• [Goal]
Show every line of the material below that contains the word "head", copied in full and in its original order.

• [Records shown]
»»

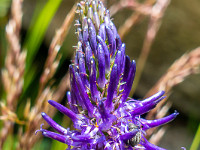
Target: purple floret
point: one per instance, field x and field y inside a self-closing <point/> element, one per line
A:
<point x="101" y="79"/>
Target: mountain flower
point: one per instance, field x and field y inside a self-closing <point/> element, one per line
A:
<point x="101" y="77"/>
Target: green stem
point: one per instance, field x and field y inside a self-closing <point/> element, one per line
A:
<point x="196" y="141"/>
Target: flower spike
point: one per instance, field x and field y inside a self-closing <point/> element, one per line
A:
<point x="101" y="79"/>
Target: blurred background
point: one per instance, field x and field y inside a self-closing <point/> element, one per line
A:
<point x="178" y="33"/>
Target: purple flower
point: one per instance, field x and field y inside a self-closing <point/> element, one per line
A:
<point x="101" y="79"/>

««
»»

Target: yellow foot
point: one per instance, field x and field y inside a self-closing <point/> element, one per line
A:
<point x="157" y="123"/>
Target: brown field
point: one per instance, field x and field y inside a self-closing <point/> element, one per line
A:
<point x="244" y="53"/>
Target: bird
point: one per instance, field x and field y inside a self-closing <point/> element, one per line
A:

««
»»

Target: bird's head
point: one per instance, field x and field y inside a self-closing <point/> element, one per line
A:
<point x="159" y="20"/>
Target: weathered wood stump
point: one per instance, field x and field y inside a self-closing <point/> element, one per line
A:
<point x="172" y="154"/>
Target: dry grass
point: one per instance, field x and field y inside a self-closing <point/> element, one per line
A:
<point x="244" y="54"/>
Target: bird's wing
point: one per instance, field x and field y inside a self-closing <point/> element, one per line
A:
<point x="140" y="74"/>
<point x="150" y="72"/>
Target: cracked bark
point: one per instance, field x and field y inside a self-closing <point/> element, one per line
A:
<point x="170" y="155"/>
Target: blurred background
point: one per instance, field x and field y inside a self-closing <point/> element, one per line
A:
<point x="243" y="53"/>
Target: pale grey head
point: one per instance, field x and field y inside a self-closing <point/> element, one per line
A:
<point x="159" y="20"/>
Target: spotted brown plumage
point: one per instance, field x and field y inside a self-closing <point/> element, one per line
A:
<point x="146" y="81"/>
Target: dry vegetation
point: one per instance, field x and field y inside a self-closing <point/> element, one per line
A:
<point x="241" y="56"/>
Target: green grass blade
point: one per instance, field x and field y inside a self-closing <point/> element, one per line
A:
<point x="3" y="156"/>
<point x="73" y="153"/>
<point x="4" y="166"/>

««

• [Exercise response]
Target: bird's head
Target: pale grey head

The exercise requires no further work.